* [AIM]:
Print all entries precisely as they are written.

* [DATA FOR THIS TASK]:
★ ★ ★ ★ ★
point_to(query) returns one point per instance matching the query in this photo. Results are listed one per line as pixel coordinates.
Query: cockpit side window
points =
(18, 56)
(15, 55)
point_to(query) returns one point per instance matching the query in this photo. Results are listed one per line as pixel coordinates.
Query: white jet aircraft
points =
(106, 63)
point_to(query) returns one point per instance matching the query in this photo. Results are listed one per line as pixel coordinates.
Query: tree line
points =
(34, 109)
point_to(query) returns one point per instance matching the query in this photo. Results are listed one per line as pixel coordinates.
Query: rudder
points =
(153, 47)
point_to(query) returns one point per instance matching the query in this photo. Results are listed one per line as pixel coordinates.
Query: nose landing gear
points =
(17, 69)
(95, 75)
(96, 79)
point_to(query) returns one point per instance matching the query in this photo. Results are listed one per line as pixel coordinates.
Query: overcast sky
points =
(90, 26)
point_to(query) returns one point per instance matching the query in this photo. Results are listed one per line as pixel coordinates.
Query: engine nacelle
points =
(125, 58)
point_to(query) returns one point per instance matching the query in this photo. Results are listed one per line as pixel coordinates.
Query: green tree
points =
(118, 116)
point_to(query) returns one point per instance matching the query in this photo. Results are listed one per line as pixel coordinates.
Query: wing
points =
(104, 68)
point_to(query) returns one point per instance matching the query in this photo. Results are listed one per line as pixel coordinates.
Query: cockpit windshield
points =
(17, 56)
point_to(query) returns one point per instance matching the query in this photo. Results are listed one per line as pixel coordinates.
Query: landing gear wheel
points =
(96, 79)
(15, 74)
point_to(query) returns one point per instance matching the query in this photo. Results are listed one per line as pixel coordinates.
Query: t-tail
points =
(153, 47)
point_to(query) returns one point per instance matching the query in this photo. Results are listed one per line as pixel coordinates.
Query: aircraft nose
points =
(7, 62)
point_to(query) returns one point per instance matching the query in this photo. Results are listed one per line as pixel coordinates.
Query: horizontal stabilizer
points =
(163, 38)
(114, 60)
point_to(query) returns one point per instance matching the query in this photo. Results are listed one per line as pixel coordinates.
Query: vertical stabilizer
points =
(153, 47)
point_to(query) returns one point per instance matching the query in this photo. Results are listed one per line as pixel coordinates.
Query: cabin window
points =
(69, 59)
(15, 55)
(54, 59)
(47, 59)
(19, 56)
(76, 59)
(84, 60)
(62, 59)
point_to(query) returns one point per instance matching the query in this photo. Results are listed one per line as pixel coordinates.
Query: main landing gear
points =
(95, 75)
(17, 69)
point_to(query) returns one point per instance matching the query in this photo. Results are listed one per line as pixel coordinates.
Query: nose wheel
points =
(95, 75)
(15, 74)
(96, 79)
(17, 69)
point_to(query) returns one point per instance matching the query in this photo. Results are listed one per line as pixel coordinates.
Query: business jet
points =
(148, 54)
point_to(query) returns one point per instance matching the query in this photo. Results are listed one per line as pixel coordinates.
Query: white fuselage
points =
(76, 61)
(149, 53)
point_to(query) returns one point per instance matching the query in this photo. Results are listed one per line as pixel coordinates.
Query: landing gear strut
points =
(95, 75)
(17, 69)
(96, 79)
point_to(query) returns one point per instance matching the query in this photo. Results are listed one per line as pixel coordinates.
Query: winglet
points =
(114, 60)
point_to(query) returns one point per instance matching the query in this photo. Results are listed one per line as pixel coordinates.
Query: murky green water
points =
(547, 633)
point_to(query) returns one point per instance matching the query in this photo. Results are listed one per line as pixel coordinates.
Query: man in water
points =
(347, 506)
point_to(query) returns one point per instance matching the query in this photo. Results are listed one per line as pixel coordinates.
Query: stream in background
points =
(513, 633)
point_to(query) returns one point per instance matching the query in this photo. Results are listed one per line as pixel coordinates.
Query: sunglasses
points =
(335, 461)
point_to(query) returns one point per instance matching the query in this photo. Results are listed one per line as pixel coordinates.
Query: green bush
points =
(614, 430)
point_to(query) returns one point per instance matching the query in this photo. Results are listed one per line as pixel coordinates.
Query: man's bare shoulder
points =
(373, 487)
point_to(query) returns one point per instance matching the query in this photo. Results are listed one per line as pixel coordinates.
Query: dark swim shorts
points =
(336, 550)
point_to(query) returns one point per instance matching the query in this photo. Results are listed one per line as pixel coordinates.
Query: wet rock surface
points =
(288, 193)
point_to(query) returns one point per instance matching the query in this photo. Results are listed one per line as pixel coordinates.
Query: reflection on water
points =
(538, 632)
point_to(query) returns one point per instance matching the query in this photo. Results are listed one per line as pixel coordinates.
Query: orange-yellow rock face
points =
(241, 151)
★ ★ ★ ★ ★
* [ANSWER IN FULL]:
point_to(query) returns one point per instance matching the query in this photo. Results are listed one per line as pixel coordinates.
Query: cockpit side window
points =
(18, 56)
(15, 55)
point_to(query) returns one point per instance matching the query in this photo. Results are listed one per line as pixel coordinates.
Query: white jet aircraft
points =
(106, 63)
point_to(query) returns one point per instance matching the query in this photo. Results are listed one per line as pixel coordinates.
Query: tree line
points =
(34, 109)
point_to(query) returns one point per instance matching the query in this photo. Results are listed one per line as pixel coordinates.
Query: rudder
points =
(153, 47)
point_to(query) returns one point per instance matching the query in this photo. Results are listed one per line as pixel coordinates.
Query: nose landing gear
points =
(17, 69)
(95, 75)
(96, 79)
point_to(query) returns one point per instance matching the query in this photo. Results are listed one per line as pixel coordinates.
Query: overcast sky
points =
(90, 26)
point_to(query) returns one point per instance matching the query in this photo. Results are listed one per line as pixel coordinates.
Query: engine nacelle
points =
(125, 58)
point_to(query) returns one point per instance matching the query in this photo. Results are listed one per line as pixel coordinates.
Query: green tree
points =
(118, 116)
point_to(query) returns one point per instance matching the query in this photo. Results are listed one per line as pixel coordinates.
Query: wing
points =
(104, 68)
point_to(query) returns one point per instance matching the query in this photo. Results are listed one per line as pixel coordinates.
Query: cockpit windshield
points =
(17, 56)
point_to(query) returns one point per instance matching the query in this photo. Results are listed one per line as pixel coordinates.
Query: landing gear wheel
points =
(96, 79)
(15, 74)
point_to(query) returns one point per instance matching the query in this photo. Results are listed one per line as pixel coordinates.
Query: t-tail
points =
(153, 47)
point_to(query) returns one point per instance matching the query in this photo. Results are listed one per line as pixel coordinates.
Query: aircraft nose
points =
(7, 62)
point_to(query) returns one point per instance matching the query in this photo. Results are listed one per line as pixel coordinates.
Query: horizontal stabilizer
points =
(163, 38)
(114, 60)
point_to(query) returns one point per instance matching the query in this photo. Results are listed one per line as pixel coordinates.
Query: vertical stabilizer
points =
(153, 47)
point_to(query) returns one point per instance matching the query in this photo. Results are listed one per line as pixel coordinates.
Query: cabin window
points =
(69, 59)
(15, 55)
(54, 59)
(47, 59)
(19, 56)
(76, 59)
(84, 60)
(62, 59)
point_to(query) returns one point per instance matching the query in this photo. Results are listed one per line as pixel coordinates.
Query: main landing gear
points =
(95, 75)
(17, 69)
point_to(query) returns one point per instance matching the query in this photo. Results are listed one per line as pixel coordinates.
Query: nose wheel
points =
(95, 75)
(15, 74)
(96, 79)
(17, 69)
point_to(query) returns one point per instance matching the query in this photo. Results are listed one per line as pixel coordinates.
Query: business jet
points =
(148, 54)
point_to(query) returns one point per instance matching the query in this photo. Results are listed one per line as pixel coordinates.
Query: white fuselage
points =
(76, 61)
(149, 53)
point_to(query) returns one point per instance matching the query in this photo. Results are listed one per line as pixel coordinates.
Query: landing gear strut
points =
(95, 75)
(17, 69)
(96, 79)
point_to(query) returns one point per instance matching the query in this photo. Results are listed one per line as pixel coordinates.
Query: winglet
points =
(114, 60)
point_to(query) returns one point per instance matching the query in this photo. Results are listed one per line as pixel coordinates.
Query: murky green water
points =
(547, 633)
point_to(query) returns one point per instance matching the query in this photo. Results are listed one per line as pixel coordinates.
Query: man in water
points =
(347, 506)
point_to(query) returns one point per instance matching the query in this photo. Results are listed one per line as pixel coordinates.
Query: stream in background
points =
(513, 633)
point_to(query) returns one point per instance matching the query in this photo. Results are listed one per line as pixel coordinates.
Query: sunglasses
points =
(335, 461)
point_to(query) returns one point per instance matching the query in this photo. Results are listed one per line as pixel coordinates.
Query: green bush
points =
(614, 430)
point_to(query) returns one point per instance matching the query in this photo. Results are listed one per line as pixel coordinates.
Query: man's bare shoulder
points =
(373, 487)
point_to(query) returns one point per instance matching the query in this photo. Results are listed one per line as pixel coordinates.
Query: dark swim shorts
points =
(336, 550)
point_to(query) returns one point per instance matching the query in this photo. Results are listed one per line as pixel coordinates.
Query: wet rock surface
points =
(288, 193)
point_to(query) returns one point per instance matching the query in this photo. Results are listed one per line as pixel coordinates.
Query: reflection on water
points =
(538, 632)
point_to(query) returns one point per instance matching the query in this photo. Results are listed one per line as pixel coordinates.
Query: orange-yellow rock face
points =
(241, 151)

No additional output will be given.